ASSIGNMENT »
Would you please copy every line of the material that follows, exactly as it reads?
*** EXTRACTED INFORMATION ***
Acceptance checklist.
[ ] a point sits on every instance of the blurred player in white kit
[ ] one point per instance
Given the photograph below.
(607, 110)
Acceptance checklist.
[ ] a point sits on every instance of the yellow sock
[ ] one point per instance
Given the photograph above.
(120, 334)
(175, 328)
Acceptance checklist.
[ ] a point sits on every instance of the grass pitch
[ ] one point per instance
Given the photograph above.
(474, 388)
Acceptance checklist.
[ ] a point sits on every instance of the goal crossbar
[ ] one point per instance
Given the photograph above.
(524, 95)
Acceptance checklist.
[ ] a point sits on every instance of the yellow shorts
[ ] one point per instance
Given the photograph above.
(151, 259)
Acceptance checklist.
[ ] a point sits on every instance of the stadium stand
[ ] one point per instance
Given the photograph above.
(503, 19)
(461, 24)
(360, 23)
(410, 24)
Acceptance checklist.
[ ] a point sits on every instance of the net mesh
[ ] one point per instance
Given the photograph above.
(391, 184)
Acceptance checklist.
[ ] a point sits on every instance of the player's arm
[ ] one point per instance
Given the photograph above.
*** End of EXTRACTED INFORMATION ***
EXERCISE ANSWER »
Acceptance checklist.
[ ] a point sits on every instance of the blurred player in white kit
[ ] one point per instance
Given the photograph below.
(607, 110)
Acceptance checklist.
[ ] a point sits on every instance of the yellow sock
[ ] one point per instance
Given the photograph above.
(120, 334)
(175, 328)
Acceptance checklist.
[ ] a point sits on every instance of the grass pitch
[ ] one point per instance
Given the photograph above.
(474, 388)
Acceptance checklist.
[ ] a point sits on every instance of the goal crossbar
[ ] one point per instance
Given the photograph above.
(524, 95)
Acceptance checklist.
[ ] a point sits on every instance of the yellow shorts
[ ] one point per instance
Given the photograph above.
(151, 259)
Acceptance checklist.
[ ] a point sits on every instance of the stadium stand
[ ] one point per instance
Given the photograph above.
(503, 19)
(461, 24)
(360, 23)
(410, 24)
Acceptance checklist.
[ ] a point sits on every instance of the net mesh
[ ] one point per instance
Given the photograph above.
(391, 184)
Acceptance checklist.
[ ] a point sits on every instance of the player's arm
[ ] one point per instance
Given the photograph above.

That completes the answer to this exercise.